▸ TASK TO COMPLETE
Answer these questions about the essay on Judith Sargent Murray:
(a) What course is listed in the essay's heading?
(b) What role does Murray argue women should not be subjugated to?
(c) Which work by Mary Wollstonecraft was "On the Equality of the Sexes" written before?

▸ SOURCE PASSAGE
Tuesday, November 20, 2012

"On the Equality of the Sexes." Marcus Owens

Marcus Owens
Professor Coronado
Eng 226
12 December 2012
                                    On the Equality of the Sexes and Early American Feminism
Judith Sargent Murray’s essay “On the Equality of the Sexes” serves as a shining example of not only her brilliance, but the intelligence and ingenuity of all women.  Murray’s feminist plea that women are just as capable as men and therefore should not be subjugated to the role of the dutiful wife and mother was innovative in its subject as well as its unapologetic tone. "On the Equality of the Sexes" is important to the canon of early American literature because, not only does it present the view of a woman living in the times, but one unsatisfied with the treatment of women as objects and not people. "On the Equality of the Sexes"  is significant for being a pioneer work on the subject of women’s equality, having been written  even before Mary Wollstonecraft’s infamous “A Vindication on the Rights of Women.“ Judith Sargent Murray championed the issues women faced at a time when not many women were able to come forth and make a stand. Judith Sargent Murray helped to lead the charge for women’s equality and rights in a time where women were greatly unappreciated and undervalued.

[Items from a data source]
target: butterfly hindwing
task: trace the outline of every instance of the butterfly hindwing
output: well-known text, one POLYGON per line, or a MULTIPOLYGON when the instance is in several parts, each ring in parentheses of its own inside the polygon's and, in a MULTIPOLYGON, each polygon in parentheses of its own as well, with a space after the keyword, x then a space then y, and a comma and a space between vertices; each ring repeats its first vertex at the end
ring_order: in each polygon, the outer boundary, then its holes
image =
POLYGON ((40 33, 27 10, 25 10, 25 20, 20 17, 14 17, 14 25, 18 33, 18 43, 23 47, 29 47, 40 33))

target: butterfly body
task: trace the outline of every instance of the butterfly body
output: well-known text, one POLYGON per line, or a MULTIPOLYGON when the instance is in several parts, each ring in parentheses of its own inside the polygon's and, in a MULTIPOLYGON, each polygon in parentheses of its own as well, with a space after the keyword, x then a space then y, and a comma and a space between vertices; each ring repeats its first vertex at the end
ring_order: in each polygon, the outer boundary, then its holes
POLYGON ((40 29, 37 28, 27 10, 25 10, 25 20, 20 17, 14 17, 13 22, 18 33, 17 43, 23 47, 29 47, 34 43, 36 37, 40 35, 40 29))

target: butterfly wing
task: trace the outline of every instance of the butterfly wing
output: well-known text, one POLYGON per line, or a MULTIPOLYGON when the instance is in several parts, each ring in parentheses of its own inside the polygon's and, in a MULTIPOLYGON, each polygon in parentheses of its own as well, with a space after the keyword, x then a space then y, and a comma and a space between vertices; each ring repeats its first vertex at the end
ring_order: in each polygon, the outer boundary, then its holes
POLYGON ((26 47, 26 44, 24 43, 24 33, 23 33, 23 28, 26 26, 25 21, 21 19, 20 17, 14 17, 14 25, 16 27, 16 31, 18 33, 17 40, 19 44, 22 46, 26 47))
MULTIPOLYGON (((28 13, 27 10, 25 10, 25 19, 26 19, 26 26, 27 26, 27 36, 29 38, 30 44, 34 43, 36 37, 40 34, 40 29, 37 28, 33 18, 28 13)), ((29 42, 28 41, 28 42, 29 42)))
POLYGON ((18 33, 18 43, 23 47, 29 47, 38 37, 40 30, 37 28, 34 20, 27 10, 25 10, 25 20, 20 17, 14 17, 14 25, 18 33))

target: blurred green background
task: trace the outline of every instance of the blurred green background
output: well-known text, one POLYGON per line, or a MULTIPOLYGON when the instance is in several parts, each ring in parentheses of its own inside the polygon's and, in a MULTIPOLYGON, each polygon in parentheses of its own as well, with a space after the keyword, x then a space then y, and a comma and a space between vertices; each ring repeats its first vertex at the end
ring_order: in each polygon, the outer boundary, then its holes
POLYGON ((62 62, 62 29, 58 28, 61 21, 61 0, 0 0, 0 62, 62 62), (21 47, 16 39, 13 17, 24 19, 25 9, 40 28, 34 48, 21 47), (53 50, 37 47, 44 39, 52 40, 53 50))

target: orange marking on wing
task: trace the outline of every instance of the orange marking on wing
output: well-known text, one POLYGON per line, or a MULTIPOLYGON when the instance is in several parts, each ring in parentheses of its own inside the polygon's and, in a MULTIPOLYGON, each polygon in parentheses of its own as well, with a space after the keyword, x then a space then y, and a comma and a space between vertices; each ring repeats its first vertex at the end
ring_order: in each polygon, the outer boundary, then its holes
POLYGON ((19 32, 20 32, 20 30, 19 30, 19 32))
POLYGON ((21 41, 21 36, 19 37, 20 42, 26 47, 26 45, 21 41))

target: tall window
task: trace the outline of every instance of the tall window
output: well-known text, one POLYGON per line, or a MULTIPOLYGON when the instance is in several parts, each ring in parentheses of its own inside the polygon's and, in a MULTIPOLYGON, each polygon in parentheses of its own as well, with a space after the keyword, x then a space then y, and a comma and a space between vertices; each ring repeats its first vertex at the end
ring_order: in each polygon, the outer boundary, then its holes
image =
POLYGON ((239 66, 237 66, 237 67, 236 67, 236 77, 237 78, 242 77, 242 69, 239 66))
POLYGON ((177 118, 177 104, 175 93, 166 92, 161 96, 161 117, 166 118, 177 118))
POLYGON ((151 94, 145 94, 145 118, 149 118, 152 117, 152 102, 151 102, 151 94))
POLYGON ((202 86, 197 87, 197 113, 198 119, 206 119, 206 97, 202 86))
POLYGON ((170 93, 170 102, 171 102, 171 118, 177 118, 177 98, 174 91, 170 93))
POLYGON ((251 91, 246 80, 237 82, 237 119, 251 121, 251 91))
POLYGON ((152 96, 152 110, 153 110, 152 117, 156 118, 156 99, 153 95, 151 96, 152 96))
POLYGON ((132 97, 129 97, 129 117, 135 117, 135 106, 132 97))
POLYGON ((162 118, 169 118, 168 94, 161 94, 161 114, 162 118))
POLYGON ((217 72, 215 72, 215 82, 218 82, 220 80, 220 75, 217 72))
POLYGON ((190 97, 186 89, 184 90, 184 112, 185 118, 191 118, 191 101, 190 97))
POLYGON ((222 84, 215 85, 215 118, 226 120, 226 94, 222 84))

▸ REPLY
(a) Eng 226
(b) The role of the dutiful wife and mother
(c) "A Vindication on the Rights of Women"